─── MATERIALS PROVIDED
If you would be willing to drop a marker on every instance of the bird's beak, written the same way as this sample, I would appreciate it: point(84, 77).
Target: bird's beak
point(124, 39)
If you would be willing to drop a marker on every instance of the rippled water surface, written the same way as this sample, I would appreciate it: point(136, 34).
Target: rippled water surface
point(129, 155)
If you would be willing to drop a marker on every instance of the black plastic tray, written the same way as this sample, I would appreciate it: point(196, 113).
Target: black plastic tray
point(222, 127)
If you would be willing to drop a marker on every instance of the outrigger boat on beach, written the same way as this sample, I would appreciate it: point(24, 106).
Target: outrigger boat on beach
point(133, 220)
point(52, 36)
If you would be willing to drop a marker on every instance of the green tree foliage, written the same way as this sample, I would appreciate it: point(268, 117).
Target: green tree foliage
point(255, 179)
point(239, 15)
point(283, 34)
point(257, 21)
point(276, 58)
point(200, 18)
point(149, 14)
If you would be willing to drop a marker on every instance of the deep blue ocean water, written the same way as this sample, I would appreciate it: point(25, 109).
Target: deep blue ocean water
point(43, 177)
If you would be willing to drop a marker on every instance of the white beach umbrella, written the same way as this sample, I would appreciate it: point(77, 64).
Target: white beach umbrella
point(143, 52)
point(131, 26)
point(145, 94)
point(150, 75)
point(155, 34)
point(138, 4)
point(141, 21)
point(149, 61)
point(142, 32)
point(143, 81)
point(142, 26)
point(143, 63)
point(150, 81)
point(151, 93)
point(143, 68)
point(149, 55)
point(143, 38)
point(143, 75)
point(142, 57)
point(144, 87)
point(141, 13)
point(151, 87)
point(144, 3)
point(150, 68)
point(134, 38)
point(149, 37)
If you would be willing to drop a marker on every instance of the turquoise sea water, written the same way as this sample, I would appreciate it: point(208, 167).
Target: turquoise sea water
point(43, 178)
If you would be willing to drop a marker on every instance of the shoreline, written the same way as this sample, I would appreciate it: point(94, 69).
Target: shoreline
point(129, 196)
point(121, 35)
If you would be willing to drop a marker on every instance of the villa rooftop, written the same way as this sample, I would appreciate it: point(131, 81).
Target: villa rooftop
──────
Render every line of the records above as a JSON array of strings, one string per line, omitting blank lines.

[
  "If you would be willing to drop a marker on every instance of the bird's beak, written the same way as this sample, I would appreciate it: point(84, 77).",
  "Target: bird's beak",
  "point(124, 39)",
  "If you would be willing to drop a marker on every instance of the rippled water surface, written the same way as this sample, I would appreciate it: point(136, 34).",
  "Target: rippled water surface",
  "point(129, 155)",
  "If you would be willing to drop a marker on every instance of the black plastic tray, written the same way as this sample, I would appreciate it: point(196, 113).",
  "Target: black plastic tray",
  "point(222, 127)",
  "If you would be willing to drop a marker on every instance of the outrigger boat on beach, written the same way as this sample, I would appreciate it: point(24, 106).",
  "Target: outrigger boat on beach",
  "point(133, 220)",
  "point(52, 36)",
  "If you would be willing to drop a marker on every instance of the green tree foliage, written the same way as this sample, I would appreciate it: point(268, 117).",
  "Target: green tree foliage",
  "point(255, 179)",
  "point(239, 15)",
  "point(283, 34)",
  "point(257, 21)",
  "point(276, 58)",
  "point(200, 18)",
  "point(149, 14)",
  "If you would be willing to drop a marker on every instance of the deep blue ocean water, written the same way as this sample, I would appreciate it: point(25, 109).",
  "Target: deep blue ocean water",
  "point(43, 177)",
  "If you would be willing to drop a marker on every instance of the white beach umbrella, written the same way as this sample, I would appreciate it: point(77, 64).",
  "Target: white beach umbrella",
  "point(143, 52)",
  "point(131, 26)",
  "point(145, 94)",
  "point(150, 75)",
  "point(155, 34)",
  "point(138, 4)",
  "point(141, 21)",
  "point(149, 61)",
  "point(142, 32)",
  "point(143, 81)",
  "point(142, 26)",
  "point(143, 63)",
  "point(150, 81)",
  "point(151, 93)",
  "point(143, 68)",
  "point(149, 55)",
  "point(143, 38)",
  "point(143, 75)",
  "point(142, 57)",
  "point(144, 87)",
  "point(141, 13)",
  "point(151, 87)",
  "point(144, 3)",
  "point(150, 68)",
  "point(134, 38)",
  "point(149, 37)",
  "If you would be willing to drop a marker on every instance of the turquoise sea water, written the same way as this sample, I would appreciate it: point(208, 167).",
  "Target: turquoise sea water",
  "point(43, 178)",
  "If you would be willing to drop a marker on every instance of the shoreline, written the same way as this sample, I would appreciate it: point(94, 69).",
  "Target: shoreline",
  "point(129, 196)",
  "point(121, 35)",
  "If you would be willing to drop a marker on every instance of the villa rooftop, written the same way as this sample, I would appreciate it: point(131, 81).",
  "Target: villa rooftop"
]